• Document text:
------------------------------

Woman dying of lung cancer sues tobacco makers

HASLETT (AP) - A longtime smoker who's dying of lung cancer is suing several tobacco makers.

Coreine Wendling's suit accuses the companies of violating a long-standing state law that criminalizes selling, manufacturing or giving out cigarettes that contain ingredients foreign to tobacco or harmful to one's health, the Lansing State Journal said in an article yesterday.

The crime is classified as a misdemeanor. But Wendling and her Southfield attorneys, Geoffrey Fieger and Bill McHenry, think the 1909 law, which was revised in the 1930s, will let them win a judgment against tobacco companies.

"If I don't do anything," Wendling says, "I'll die a victim."

Wendling, 59, started smoking at age 15 and smoked for 39 years. She quit five years ago, five years after doctors had told her she had emphysema. In January, the Haslett resident learned she had lung cancer.

Shortly after the diagnosis, one of her four sons, Mark Letherer, uncovered the Michigan law while researching tobacco lawsuits on the Internet.

He contacted McHenry, who said he'd review the archaic state regulation.

Wendling's suit was filed July 21 in U.S. District Court in Kalamazoo, seeking at least $75,000 in damages. The companies are expected to respond to the suit by Oct. 13.

A spokesman for one company named in the suit, Brown & Williamson Tobacco Corp., downplayed the suit's legal strategy.

"The claim of adulterated cigarettes is just a novel approach by a plaintiff's attorney and is just nonsense," spokesman Steve Kottak said.

The suit also names Philip Morris Inc., R.J. Reynolds Tobacco Co., B.A.T. Industries and the Tobacco Institute, the industry's now-defunct public relations and lobbying arm.

McHenry said the suit was follows a different strategy than other tobacco lawsuits.

------------------------------

[Excerpts from a dataset]
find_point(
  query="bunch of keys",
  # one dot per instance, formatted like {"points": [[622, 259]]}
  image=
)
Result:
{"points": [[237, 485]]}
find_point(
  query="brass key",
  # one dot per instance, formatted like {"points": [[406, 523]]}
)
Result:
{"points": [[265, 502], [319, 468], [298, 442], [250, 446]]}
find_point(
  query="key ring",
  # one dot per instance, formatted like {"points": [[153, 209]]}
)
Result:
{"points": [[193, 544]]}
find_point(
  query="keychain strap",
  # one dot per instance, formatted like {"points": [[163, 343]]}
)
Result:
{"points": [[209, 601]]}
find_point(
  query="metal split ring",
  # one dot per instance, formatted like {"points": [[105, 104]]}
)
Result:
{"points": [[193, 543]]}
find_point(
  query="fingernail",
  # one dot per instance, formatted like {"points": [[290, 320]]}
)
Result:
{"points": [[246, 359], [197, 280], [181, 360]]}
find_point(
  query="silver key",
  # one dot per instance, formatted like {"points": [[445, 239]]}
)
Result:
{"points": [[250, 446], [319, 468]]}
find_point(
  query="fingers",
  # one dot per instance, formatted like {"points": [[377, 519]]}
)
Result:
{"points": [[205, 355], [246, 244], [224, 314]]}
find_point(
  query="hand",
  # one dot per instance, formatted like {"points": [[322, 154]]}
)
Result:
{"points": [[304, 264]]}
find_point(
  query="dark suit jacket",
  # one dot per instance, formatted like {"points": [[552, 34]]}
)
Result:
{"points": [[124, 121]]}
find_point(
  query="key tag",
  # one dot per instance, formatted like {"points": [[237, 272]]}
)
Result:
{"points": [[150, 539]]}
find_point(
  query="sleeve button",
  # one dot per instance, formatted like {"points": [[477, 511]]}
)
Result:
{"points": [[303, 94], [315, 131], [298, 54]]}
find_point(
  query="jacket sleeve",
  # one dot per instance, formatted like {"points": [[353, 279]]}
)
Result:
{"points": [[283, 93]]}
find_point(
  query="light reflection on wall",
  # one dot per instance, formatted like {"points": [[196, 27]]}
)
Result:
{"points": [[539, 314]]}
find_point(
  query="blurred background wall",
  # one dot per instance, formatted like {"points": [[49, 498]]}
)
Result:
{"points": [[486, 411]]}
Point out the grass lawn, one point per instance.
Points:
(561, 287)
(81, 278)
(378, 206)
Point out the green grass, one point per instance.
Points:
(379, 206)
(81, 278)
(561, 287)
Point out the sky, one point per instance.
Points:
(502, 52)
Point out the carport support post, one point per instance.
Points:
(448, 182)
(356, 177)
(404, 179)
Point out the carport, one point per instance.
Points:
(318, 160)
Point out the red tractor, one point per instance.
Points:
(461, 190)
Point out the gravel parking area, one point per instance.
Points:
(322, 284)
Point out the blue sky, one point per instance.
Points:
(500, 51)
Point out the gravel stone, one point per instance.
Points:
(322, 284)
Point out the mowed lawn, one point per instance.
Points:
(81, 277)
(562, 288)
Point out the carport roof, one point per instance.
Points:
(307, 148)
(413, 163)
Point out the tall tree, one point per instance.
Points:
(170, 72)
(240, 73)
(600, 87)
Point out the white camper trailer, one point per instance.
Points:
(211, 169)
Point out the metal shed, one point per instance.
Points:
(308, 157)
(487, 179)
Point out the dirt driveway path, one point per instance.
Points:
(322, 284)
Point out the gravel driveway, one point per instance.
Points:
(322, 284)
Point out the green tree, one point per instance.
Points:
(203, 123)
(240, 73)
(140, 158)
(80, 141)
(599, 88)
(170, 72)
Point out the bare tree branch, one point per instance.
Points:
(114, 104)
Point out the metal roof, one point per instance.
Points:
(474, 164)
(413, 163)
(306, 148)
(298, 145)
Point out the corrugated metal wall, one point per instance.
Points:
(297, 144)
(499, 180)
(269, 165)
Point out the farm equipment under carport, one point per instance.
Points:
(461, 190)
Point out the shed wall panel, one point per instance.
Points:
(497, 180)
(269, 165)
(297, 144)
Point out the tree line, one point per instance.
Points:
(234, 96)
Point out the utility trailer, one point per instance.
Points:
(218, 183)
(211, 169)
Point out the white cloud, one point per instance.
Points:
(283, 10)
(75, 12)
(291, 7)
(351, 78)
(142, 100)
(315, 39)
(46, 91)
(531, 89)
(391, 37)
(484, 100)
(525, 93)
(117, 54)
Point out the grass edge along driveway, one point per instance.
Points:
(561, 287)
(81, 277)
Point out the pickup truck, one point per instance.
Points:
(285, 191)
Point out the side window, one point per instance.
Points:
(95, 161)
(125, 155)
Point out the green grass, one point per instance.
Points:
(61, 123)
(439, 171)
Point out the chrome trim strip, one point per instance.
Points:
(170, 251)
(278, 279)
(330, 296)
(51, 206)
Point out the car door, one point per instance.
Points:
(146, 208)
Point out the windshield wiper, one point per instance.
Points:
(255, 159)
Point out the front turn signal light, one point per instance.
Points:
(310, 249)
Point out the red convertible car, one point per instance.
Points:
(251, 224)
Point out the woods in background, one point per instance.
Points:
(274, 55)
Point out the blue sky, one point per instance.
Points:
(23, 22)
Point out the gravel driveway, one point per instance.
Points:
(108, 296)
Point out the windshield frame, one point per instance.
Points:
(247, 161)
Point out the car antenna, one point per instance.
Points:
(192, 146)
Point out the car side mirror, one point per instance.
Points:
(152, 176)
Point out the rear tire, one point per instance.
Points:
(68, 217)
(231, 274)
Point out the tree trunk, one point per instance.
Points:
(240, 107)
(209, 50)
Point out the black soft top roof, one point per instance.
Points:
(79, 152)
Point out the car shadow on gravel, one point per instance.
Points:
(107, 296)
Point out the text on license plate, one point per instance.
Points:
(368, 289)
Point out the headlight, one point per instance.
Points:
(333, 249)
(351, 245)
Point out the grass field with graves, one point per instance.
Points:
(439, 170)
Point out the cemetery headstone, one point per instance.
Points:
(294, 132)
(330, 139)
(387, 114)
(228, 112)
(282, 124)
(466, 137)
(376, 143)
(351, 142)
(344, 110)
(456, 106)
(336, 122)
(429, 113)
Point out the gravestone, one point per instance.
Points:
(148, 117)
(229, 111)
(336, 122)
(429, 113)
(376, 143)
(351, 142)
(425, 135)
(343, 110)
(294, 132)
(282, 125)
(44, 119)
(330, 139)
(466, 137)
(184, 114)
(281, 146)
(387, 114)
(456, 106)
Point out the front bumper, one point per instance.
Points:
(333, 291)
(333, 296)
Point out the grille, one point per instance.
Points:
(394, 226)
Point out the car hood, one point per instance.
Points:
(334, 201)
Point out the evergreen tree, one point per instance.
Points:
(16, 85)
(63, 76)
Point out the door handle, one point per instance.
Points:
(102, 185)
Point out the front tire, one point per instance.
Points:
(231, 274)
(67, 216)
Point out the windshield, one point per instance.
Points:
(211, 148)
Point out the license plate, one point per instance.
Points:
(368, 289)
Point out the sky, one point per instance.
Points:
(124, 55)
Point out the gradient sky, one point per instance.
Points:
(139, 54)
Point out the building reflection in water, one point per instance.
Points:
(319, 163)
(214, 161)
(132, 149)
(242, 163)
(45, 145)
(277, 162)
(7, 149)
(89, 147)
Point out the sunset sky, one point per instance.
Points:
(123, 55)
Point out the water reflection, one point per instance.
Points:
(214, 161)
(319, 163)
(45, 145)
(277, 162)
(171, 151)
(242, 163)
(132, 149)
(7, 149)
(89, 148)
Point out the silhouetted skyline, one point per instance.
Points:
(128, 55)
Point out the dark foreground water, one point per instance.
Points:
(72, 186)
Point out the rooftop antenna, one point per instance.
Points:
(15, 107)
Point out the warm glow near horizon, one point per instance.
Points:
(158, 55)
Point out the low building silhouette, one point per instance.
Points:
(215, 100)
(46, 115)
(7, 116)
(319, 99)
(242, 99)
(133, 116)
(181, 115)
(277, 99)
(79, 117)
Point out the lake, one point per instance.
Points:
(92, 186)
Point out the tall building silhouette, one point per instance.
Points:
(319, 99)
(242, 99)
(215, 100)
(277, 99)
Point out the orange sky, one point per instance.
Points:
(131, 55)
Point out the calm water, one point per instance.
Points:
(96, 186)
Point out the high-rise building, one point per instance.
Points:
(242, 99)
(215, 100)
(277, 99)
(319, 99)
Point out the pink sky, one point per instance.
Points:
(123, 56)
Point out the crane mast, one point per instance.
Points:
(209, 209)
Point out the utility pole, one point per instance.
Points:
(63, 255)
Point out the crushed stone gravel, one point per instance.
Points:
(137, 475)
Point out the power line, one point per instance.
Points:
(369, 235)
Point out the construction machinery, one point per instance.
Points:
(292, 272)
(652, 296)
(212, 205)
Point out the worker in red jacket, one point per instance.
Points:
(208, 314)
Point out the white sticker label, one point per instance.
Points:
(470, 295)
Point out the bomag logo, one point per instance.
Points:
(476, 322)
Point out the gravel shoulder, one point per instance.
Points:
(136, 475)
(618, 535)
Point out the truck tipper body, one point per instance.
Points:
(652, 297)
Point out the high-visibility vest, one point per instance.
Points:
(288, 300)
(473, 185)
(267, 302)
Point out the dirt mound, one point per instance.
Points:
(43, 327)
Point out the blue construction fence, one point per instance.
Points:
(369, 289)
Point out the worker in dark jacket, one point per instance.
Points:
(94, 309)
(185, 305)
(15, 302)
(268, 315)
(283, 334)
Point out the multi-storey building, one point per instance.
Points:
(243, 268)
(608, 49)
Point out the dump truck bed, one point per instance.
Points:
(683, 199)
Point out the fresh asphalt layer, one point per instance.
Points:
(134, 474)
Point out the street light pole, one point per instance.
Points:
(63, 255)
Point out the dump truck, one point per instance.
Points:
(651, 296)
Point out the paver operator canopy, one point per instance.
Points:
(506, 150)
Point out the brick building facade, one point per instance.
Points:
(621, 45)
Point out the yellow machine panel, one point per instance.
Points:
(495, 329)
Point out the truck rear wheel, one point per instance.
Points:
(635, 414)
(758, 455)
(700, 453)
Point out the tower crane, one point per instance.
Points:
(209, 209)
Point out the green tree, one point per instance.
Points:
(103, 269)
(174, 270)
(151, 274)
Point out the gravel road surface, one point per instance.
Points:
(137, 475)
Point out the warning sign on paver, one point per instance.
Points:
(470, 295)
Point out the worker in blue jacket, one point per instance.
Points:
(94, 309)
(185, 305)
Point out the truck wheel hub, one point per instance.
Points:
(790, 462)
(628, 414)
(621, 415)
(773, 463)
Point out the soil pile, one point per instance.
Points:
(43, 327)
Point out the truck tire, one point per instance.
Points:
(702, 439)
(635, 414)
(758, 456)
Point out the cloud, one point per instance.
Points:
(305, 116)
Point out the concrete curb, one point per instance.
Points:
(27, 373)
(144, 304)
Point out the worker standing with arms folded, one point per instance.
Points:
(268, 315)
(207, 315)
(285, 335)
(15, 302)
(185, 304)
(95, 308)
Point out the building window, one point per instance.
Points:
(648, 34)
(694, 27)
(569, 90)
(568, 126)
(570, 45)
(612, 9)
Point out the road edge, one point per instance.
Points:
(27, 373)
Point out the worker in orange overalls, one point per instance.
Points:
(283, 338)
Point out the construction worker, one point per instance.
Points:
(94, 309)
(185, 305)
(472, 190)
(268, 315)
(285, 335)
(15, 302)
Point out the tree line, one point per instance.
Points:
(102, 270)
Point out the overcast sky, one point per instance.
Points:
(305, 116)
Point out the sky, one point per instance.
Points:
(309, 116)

------------------------------

• Brief: Copy the full news article about the tobacco lawsuit word for word. None of the rows here have any bearing on the work.

• Response to the task:
Woman dying of lung cancer sues tobacco makers

HASLETT (AP) - A longtime smoker who's dying of lung cancer is suing several tobacco makers.

Coreine Wendling's suit accuses the companies of violating a long-standing state law that criminalizes selling, manufacturing or giving out cigarettes that contain ingredients foreign to tobacco or harmful to one's health, the Lansing State Journal said in an article yesterday.

The crime is classified as a misdemeanor. But Wendling and her Southfield attorneys, Geoffrey Fieger and Bill McHenry, think the 1909 law, which was revised in the 1930s, will let them win a judgment against tobacco companies.

"If I don't do anything," Wendling says, "I'll die a victim."

Wendling, 59, started smoking at age 15 and smoked for 39 years. She quit five years ago, five years after doctors had told her she had emphysema. In January, the Haslett resident learned she had lung cancer.

Shortly after the diagnosis, one of her four sons, Mark Letherer, uncovered the Michigan law while researching tobacco lawsuits on the Internet.

He contacted McHenry, who said he'd review the archaic state regulation.

Wendling's suit was filed July 21 in U.S. District Court in Kalamazoo, seeking at least $75,000 in damages. The companies are expected to respond to the suit by Oct. 13.

A spokesman for one company named in the suit, Brown & Williamson Tobacco Corp., downplayed the suit's legal strategy.

"The claim of adulterated cigarettes is just a novel approach by a plaintiff's attorney and is just nonsense," spokesman Steve Kottak said.

The suit also names Philip Morris Inc., R.J. Reynolds Tobacco Co., B.A.T. Industries and the Tobacco Institute, the industry's now-defunct public relations and lobbying arm.

McHenry said the suit was follows a different strategy than other tobacco lawsuits.